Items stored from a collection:
----------

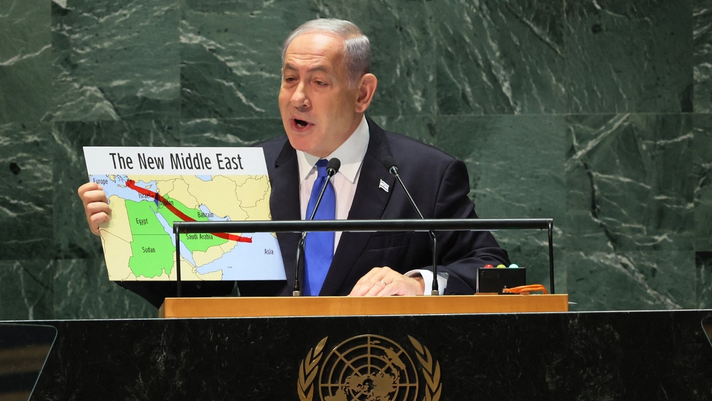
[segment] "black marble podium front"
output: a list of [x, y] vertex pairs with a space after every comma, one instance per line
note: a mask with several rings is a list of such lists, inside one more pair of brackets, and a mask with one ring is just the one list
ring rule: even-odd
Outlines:
[[58, 332], [33, 398], [712, 400], [710, 315], [32, 322]]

----------

EXERCISE: Reproduce every item above verbatim, leaving out the pictures.

TASK RESPONSE:
[segment] "black marble podium front"
output: a list of [x, y] vertex pairs with a space after every comma, one instance per line
note: a mask with several rings is a list of such lists, inside one more pair of brackets, and a mask with one ring is just the one list
ring rule: even-odd
Outlines:
[[58, 332], [33, 398], [712, 400], [710, 315], [32, 322]]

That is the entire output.